**Your instructions**
Where "stadium" occurs in a line of the entries below, copy that line.

**Data**
----

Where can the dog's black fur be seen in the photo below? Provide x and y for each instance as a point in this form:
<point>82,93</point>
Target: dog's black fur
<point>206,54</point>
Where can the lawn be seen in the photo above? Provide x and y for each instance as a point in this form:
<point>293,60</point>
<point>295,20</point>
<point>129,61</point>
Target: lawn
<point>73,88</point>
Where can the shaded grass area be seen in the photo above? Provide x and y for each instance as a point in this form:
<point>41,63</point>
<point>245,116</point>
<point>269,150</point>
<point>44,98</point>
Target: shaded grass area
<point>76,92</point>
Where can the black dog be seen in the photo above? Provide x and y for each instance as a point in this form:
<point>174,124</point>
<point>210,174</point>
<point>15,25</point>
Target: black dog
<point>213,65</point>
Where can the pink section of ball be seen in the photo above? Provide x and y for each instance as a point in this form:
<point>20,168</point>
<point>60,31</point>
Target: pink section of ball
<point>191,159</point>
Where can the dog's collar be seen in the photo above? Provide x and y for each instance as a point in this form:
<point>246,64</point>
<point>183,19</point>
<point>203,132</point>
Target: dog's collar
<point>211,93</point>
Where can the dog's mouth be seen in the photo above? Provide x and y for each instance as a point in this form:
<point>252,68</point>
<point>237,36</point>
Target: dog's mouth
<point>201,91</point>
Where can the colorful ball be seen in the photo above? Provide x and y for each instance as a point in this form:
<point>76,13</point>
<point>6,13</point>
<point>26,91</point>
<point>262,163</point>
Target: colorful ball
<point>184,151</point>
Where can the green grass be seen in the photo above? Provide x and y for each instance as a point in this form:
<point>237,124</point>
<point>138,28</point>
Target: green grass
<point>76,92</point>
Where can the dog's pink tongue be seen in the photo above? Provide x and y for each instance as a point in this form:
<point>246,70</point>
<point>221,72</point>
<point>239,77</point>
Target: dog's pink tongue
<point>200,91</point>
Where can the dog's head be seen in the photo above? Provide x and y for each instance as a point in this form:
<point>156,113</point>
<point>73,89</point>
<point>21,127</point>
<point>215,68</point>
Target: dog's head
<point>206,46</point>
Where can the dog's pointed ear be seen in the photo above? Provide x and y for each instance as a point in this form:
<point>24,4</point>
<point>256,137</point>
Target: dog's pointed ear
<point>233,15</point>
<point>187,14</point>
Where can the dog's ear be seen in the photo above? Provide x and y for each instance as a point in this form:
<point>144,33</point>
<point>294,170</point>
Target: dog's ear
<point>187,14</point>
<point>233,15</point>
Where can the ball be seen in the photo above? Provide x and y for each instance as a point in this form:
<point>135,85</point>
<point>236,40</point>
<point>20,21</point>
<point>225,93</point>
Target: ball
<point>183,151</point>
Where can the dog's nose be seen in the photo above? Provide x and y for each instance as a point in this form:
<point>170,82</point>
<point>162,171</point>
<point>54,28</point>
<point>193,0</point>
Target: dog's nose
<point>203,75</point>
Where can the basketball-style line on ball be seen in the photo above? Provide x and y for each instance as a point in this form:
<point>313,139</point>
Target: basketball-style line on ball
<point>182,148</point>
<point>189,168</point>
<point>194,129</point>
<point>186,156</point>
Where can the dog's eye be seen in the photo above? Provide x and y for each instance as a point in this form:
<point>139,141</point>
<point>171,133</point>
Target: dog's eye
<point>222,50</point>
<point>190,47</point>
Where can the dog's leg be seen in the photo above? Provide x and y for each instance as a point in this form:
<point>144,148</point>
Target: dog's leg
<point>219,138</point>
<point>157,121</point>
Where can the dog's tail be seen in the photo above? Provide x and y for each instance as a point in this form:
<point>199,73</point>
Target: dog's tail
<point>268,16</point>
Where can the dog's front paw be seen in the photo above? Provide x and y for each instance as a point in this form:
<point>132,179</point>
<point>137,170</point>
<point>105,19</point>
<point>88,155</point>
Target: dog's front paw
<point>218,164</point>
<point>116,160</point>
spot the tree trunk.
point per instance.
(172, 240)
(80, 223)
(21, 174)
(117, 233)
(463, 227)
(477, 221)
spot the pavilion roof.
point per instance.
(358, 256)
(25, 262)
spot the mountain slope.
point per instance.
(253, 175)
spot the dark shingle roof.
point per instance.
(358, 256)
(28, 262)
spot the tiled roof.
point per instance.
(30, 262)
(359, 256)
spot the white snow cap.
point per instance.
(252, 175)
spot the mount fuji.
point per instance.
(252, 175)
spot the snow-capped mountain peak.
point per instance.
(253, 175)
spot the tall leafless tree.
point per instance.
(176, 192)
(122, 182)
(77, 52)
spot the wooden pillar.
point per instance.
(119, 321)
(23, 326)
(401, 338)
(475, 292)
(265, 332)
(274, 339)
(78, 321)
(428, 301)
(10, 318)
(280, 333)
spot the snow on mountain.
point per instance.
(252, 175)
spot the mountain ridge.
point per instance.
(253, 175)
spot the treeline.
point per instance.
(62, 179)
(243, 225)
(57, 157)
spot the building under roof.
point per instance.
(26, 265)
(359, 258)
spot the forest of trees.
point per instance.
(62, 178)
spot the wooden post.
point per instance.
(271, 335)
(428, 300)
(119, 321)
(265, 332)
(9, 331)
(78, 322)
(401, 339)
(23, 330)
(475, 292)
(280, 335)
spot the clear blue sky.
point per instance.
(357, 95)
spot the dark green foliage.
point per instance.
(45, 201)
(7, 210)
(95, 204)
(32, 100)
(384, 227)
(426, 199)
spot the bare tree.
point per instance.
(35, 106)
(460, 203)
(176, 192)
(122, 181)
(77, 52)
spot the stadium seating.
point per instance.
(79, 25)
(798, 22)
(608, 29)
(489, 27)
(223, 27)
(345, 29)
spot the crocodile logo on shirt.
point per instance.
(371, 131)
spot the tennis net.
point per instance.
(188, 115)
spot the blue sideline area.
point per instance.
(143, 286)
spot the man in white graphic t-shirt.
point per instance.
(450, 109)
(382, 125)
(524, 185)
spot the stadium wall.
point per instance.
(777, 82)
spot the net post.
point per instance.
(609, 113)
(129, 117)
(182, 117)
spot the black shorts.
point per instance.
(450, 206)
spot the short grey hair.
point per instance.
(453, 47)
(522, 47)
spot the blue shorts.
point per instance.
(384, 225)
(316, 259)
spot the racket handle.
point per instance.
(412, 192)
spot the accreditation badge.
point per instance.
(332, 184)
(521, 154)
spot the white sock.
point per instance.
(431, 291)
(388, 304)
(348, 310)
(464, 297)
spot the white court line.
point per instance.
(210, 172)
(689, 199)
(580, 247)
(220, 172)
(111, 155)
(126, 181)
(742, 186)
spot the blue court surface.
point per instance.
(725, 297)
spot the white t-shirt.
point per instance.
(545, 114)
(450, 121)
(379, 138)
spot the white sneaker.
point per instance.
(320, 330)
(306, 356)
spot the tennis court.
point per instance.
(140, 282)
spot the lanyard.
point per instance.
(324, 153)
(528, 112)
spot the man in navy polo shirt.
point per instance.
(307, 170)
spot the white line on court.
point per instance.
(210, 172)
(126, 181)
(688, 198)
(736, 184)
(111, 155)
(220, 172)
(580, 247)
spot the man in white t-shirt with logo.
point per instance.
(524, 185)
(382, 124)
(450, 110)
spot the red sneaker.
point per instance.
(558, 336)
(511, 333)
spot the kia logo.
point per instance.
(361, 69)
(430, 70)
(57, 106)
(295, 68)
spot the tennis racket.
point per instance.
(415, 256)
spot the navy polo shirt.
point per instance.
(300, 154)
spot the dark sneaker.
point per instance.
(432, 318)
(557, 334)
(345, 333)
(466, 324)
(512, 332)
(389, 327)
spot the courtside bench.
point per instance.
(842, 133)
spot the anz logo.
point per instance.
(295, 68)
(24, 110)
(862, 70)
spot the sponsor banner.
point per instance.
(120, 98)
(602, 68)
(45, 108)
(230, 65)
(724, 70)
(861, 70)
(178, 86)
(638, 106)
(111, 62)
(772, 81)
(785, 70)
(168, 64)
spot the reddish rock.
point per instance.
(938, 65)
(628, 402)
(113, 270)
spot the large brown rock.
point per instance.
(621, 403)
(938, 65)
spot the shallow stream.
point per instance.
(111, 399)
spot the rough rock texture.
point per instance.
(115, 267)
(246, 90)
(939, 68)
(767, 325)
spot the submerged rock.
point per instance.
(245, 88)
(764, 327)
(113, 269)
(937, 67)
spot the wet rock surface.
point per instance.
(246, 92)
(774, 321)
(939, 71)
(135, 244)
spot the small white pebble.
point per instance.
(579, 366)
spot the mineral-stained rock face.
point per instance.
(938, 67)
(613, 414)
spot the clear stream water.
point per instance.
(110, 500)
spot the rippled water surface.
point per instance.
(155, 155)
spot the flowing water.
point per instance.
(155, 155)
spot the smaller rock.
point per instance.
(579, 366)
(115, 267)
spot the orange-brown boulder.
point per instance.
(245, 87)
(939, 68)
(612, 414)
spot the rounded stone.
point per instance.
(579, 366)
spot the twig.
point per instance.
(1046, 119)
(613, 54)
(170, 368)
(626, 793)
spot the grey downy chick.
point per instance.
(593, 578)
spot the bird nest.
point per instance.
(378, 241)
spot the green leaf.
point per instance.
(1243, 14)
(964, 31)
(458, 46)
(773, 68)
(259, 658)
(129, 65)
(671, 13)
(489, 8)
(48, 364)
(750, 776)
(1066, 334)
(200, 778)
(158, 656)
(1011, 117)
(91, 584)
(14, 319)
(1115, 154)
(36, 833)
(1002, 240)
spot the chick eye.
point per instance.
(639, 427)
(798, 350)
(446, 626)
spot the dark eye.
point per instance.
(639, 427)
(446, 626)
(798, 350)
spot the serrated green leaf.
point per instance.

----

**Solution to this problem**
spot the stadium seating.
spot the stadium wall.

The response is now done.